_AIM OF THE TASK_
Rewrite the entries below with "locate" changed to "mark" everywhere and everything else left as is. Omit the pictures from your output.

-- START RECORD SET --

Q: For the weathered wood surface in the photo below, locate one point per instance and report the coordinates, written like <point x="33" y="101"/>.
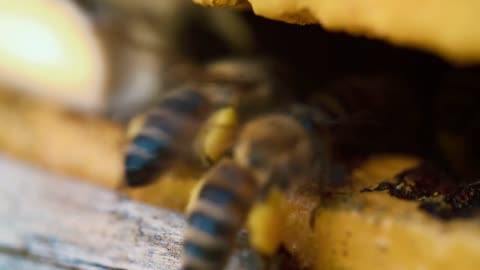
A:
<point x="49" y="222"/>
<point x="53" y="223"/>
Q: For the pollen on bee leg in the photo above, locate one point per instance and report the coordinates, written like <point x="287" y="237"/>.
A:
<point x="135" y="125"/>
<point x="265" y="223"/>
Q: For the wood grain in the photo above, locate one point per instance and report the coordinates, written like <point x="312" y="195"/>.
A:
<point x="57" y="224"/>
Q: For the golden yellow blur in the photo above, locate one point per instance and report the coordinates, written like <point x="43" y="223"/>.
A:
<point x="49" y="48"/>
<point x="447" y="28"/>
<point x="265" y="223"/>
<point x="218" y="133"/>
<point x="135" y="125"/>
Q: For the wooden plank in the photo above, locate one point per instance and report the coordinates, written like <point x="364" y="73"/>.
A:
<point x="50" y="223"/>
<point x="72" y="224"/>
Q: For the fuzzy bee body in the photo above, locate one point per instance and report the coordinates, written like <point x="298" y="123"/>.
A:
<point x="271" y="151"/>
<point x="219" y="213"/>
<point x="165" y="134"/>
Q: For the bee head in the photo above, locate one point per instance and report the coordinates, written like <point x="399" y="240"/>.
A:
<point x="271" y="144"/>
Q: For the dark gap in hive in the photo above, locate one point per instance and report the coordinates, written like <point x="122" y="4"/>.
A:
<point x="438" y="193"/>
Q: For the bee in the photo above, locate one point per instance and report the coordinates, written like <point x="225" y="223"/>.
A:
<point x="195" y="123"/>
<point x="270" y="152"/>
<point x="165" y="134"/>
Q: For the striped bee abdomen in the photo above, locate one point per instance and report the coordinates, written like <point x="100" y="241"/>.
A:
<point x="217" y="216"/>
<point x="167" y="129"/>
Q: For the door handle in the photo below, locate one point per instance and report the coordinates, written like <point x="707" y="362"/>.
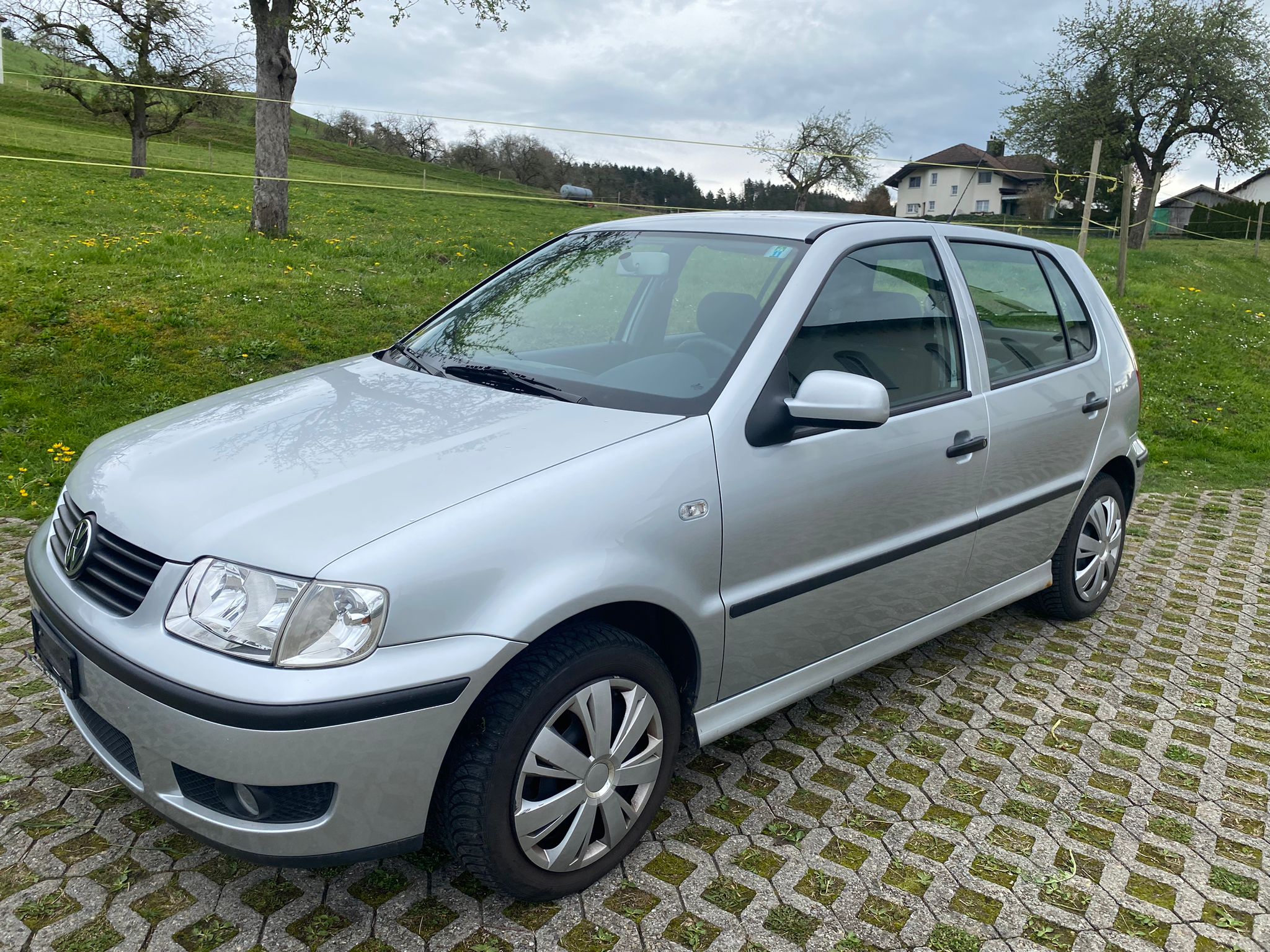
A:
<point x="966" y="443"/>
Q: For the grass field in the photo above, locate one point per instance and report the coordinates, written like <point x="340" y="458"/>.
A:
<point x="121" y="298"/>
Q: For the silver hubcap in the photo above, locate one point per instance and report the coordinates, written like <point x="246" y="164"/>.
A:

-- END RECORD SET --

_ANSWER TO THE PROBLEM_
Q: For the weathered wood surface in the photo below, mark one point per instance and report the coordinates, written like <point x="33" y="101"/>.
A:
<point x="49" y="222"/>
<point x="53" y="223"/>
Q: For the pollen on bee leg in the photo above, mark one point per instance and report the coordinates, written like <point x="287" y="237"/>.
A:
<point x="135" y="125"/>
<point x="265" y="223"/>
Q: For the wood grain in the photo above, mark one point per instance and report the coordinates, written like <point x="312" y="195"/>.
A:
<point x="57" y="224"/>
Q: For the golden yellow blur in the photo above, mark one point per instance and report the coordinates, written like <point x="43" y="223"/>.
A:
<point x="49" y="48"/>
<point x="447" y="28"/>
<point x="265" y="223"/>
<point x="218" y="133"/>
<point x="135" y="125"/>
Q: For the wooden plank in the photo above, mark one point per instance and report the coordinates, written like <point x="364" y="73"/>.
A:
<point x="50" y="223"/>
<point x="72" y="224"/>
Q: For the fuzzy bee body in the photo above, mark one point per instance and report the coordinates, written like <point x="298" y="123"/>.
A:
<point x="271" y="151"/>
<point x="219" y="213"/>
<point x="165" y="134"/>
Q: For the bee head in the photo above, mark one point per instance and report the coordinates, written like <point x="399" y="240"/>.
A:
<point x="271" y="144"/>
Q: For the dark gap in hive in the photo above, mark one point per instance and report the coordinates, written like <point x="122" y="4"/>.
A:
<point x="438" y="193"/>
Q: For the bee in the photo above, mark one point per instance and report the coordinates, written like <point x="225" y="223"/>.
A:
<point x="195" y="123"/>
<point x="270" y="152"/>
<point x="165" y="134"/>
Q: For the striped bee abdomen in the photo above, mark one point per instance and report the coordinates, written like <point x="100" y="241"/>.
A:
<point x="217" y="216"/>
<point x="167" y="129"/>
Q: For the door handle in the photo below, mark one point per instance and report the coordinates, written like <point x="707" y="362"/>.
A:
<point x="966" y="443"/>
Q: For the grass field in the photo above, mark one point per instance and report the coordinates, written like <point x="340" y="458"/>.
A:
<point x="121" y="298"/>
Q: For the silver hubcap in the photo above, mark one point per instance and report the coordinates, written like <point x="246" y="164"/>.
A:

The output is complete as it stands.